→ **Task objective**
Reproduce the records word for word, leaving out any pictures they hold.

[Listed entries Boundary: Start]

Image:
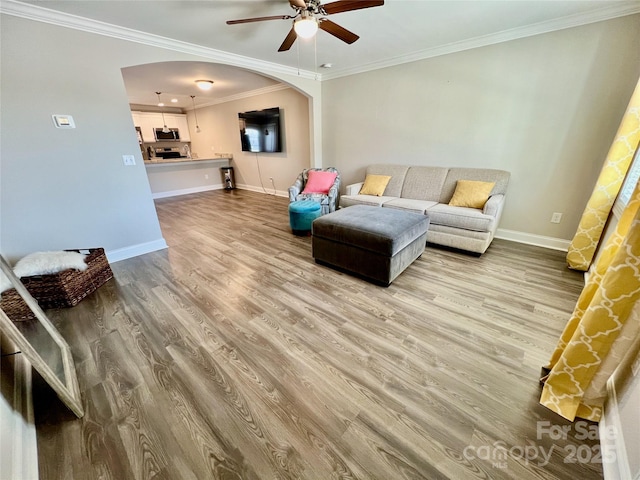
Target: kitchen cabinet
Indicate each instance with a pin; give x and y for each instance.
(148, 121)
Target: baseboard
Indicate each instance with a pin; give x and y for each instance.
(532, 239)
(135, 250)
(613, 444)
(186, 191)
(251, 188)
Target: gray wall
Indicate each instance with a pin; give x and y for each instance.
(69, 188)
(545, 108)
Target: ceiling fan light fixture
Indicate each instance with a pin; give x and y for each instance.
(306, 27)
(204, 84)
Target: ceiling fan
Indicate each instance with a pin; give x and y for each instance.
(310, 16)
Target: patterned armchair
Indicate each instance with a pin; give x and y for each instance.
(328, 201)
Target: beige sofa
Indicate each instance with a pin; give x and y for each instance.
(428, 190)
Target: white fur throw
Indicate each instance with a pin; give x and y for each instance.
(5, 283)
(44, 263)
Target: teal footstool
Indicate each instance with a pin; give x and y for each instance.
(302, 213)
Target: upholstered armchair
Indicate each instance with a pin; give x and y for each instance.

[Listed entries Boundary: End]

→ **Solution below**
Image:
Target: kitchen cabinet
Indicate each instance with a pin; give x and y for each instance.
(148, 121)
Target: baseboard
Indicate each instance with a pin; give x and y for each instance.
(532, 239)
(135, 250)
(613, 444)
(186, 191)
(251, 188)
Target: gray wall
Indicate each instance with a pin; give x and y for each instance.
(69, 188)
(545, 108)
Target: ceiling fan light fixture
Indicate each instance with a pin; give x and y for each instance.
(306, 27)
(204, 84)
Target: ceiling fan
Indicate each instance with a pin; give x and y for each instance.
(310, 16)
Target: patterned armchair
Indicate each instance with a pin; give x and y for each instance.
(328, 201)
Target: beige sofa
Indicate each instance with a pin; give x and y for each instance.
(428, 190)
Target: white fur throw
Indicate each instance with a pin; give x and y for each instance.
(5, 283)
(44, 263)
Target: teal footstool
Indicate each instance with a pin; give x and y for each instance.
(302, 213)
Target: upholstered armchair
Indicate each instance with a pin; give x and y for each instance.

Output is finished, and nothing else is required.